DATASET EXCERPTS

-*-*-

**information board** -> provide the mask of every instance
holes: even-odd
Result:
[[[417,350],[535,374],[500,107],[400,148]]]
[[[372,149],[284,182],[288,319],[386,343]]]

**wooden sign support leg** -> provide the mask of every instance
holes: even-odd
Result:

-*-*-

TO DO
Put the lines of the records into a numbered list, beginning at the line with "leg** -> provide the mask of every instance" and running through the final line of the records, both included. Leave out any blank lines.

ANSWER IN FULL
1. **wooden sign support leg** -> provide the mask of every instance
2. holes: even-odd
3. Result:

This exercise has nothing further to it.